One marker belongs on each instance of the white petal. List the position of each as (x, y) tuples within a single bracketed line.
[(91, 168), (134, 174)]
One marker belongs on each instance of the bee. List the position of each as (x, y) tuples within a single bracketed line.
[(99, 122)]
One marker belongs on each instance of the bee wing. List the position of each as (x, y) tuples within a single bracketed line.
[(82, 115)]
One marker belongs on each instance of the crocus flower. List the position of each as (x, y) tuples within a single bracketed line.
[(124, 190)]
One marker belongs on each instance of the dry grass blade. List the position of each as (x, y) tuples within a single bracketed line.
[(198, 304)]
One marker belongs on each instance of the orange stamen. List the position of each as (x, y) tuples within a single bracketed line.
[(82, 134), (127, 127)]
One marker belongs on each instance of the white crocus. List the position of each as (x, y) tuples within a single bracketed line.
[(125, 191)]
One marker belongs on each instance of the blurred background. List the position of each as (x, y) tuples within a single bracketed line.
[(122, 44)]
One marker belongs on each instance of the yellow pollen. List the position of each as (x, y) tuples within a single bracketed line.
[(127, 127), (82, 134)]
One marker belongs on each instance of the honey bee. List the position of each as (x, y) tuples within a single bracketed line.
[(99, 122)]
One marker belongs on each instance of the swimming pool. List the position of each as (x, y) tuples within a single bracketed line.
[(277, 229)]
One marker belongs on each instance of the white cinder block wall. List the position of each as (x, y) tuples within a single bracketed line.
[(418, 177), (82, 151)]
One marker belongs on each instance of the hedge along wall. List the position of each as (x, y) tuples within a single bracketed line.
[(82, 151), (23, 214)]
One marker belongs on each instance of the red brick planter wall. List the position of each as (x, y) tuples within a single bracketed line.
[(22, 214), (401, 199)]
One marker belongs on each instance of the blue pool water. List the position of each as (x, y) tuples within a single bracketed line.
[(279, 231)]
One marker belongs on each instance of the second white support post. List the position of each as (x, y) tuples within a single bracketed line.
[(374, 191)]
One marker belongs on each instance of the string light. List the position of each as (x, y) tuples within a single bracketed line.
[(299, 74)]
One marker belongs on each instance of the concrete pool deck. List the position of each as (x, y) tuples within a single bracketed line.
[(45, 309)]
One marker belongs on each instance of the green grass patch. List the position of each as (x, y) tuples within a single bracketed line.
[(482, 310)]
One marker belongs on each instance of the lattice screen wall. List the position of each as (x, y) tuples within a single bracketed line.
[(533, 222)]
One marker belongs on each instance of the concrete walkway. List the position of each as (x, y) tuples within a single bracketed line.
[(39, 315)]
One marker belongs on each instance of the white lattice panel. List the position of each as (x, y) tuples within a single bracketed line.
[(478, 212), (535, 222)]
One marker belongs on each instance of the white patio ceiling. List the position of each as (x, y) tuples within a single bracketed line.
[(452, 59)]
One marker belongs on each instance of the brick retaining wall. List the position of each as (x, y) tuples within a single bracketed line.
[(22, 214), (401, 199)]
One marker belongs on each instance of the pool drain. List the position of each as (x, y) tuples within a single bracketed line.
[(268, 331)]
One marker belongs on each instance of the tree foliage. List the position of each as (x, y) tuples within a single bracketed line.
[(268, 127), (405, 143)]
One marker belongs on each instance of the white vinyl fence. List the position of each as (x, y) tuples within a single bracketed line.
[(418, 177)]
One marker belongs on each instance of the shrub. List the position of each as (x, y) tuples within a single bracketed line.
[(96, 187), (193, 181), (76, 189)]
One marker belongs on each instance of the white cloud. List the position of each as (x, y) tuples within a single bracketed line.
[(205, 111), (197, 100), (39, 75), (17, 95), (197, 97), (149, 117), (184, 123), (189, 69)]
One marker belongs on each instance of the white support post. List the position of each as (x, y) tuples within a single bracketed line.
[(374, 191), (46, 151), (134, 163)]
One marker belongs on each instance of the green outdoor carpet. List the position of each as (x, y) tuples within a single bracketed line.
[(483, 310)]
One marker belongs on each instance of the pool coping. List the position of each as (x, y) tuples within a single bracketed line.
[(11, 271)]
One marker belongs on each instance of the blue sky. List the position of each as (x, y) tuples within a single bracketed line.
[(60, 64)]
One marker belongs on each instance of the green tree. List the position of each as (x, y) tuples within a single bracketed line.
- - -
Repeat every record, exactly as written.

### Answer to the problem
One marker belongs on each instance of the white petal. List the position of each as (x, y) tuples within a single bracketed line.
[(91, 168), (134, 174)]
One marker belongs on each instance of the bee. List the position of each as (x, y) tuples within a single bracketed line.
[(99, 122)]
One marker belongs on each instance of the bee wing. List the position of each as (x, y) tuples within a single bracketed line.
[(82, 115)]
One marker belongs on each instance of the crocus flower. List the position of each as (x, y) tuples within a single bracketed line.
[(124, 190)]
One marker belongs on each instance of the dry grass blade. List the position of each as (x, y) tuples within a single bracketed line.
[(198, 304)]
One marker belongs on each instance of the orange stamen. List the position of each as (x, y) tuples within a single bracketed line.
[(82, 134), (127, 127)]
One marker belongs on each instance of the white crocus. List the position of each as (x, y) tuples within a single bracketed line.
[(125, 191)]
One marker belongs on each instance of the blurred background. List the position of each as (x, y) tuples within a single bracketed line.
[(122, 44)]
One marker belongs on each instance of the yellow pollen. List the position of each as (x, y) tuples within a single bracketed line.
[(127, 127), (82, 134)]
One marker belongs on each instance of the honey bee. List the position of each as (x, y) tuples within a single bracketed line.
[(99, 122)]
One marker belongs on each instance of the swimming pool. List the position of each as (x, y) tuples within a single bracketed line.
[(277, 229)]
One marker belongs on each instance of the white cinder block wall. List the position of each as (x, y) tuples within a single bracketed line.
[(418, 177), (82, 151)]
One marker belongs on each instance of the hedge along wall. List the position of each as (x, y) tuples within a single bracketed line.
[(82, 151), (23, 214)]
One marker belongs on each instance of the red brick planter wall. List the position of each as (x, y) tuples within a single bracketed line.
[(22, 214), (401, 199)]
One marker belongs on each instance of the blue pool water. List the position of each as (x, y) tuples within a single bracketed line.
[(279, 231)]
One marker belongs on each instance of the second white support post. List the position of each as (x, y) tuples within a single bracketed line.
[(374, 191)]
One marker belongs on each instance of the string light. List the position of each as (x, y) tuples within a single bracketed line.
[(299, 74)]
One marker belongs on each instance of the concrete pool deck. List the position of each as (x, y) tuples within a single bracketed line.
[(45, 309)]
One marker belongs on each instance of the green grass patch. List the position of each as (x, y) tuples within a single bracketed line.
[(482, 310)]
One marker belongs on each instance of the lattice screen wall. List the position of each as (x, y) tuples within a single bracketed line.
[(533, 222)]
One marker belongs on each instance of the concrete walkway. List the position of each as (x, y) tuples within a single bracketed line.
[(39, 315)]
One marker belongs on each instance of the white lattice panel. List the position of each as (x, y) tuples within a single bracketed line.
[(478, 212), (535, 222)]
One marker belongs on each instance of the white patio ceiling. List the position of each as (x, y) tuples within a single bracketed line.
[(452, 59)]
One marker belongs on each instance of the brick retaining wall. List the position of each as (x, y) tuples within a single bracketed line.
[(22, 214), (401, 199)]
One marker belongs on each instance of the pool drain. List the position of each as (x, y) tuples within a single bracketed line.
[(268, 331)]
One marker belongs on each instance of the tree foliage. List the position of each as (x, y) tuples within a single bracketed line.
[(268, 127), (405, 143)]
One marker belongs on each instance of the white vinyl fence. List the position of each as (x, y) tuples within a single bracketed line.
[(418, 177)]
One marker belongs on each instance of the shrub. List the position of each as (x, y) tuples within a single bracketed line.
[(96, 187), (193, 181), (76, 189)]
One marker belongs on each instance of the white cloud. List the position of each as (x, y) tuples within a single bracketed line.
[(205, 111), (197, 100), (39, 75), (17, 95), (197, 97), (149, 117), (184, 123), (189, 69)]
One marker belongs on each instance of the white support post. List the position of each as (x, y) tuples within a single bracketed line.
[(374, 191), (46, 151), (134, 163)]
One marker belongs on each instance of the green outdoor carpet. List the position of each as (x, y) tuples within a single bracketed line.
[(483, 310)]
One marker belongs on each instance of the pool coping. List the position of each as (x, y) tuples within a single bracketed line.
[(11, 271)]
One marker belongs on each instance of the blue sky. List the position of each as (x, y) tuples within a single bracketed line.
[(60, 64)]
One marker belongs on each instance of the green tree. List the position of each as (x, y) tuples within a single bracketed line.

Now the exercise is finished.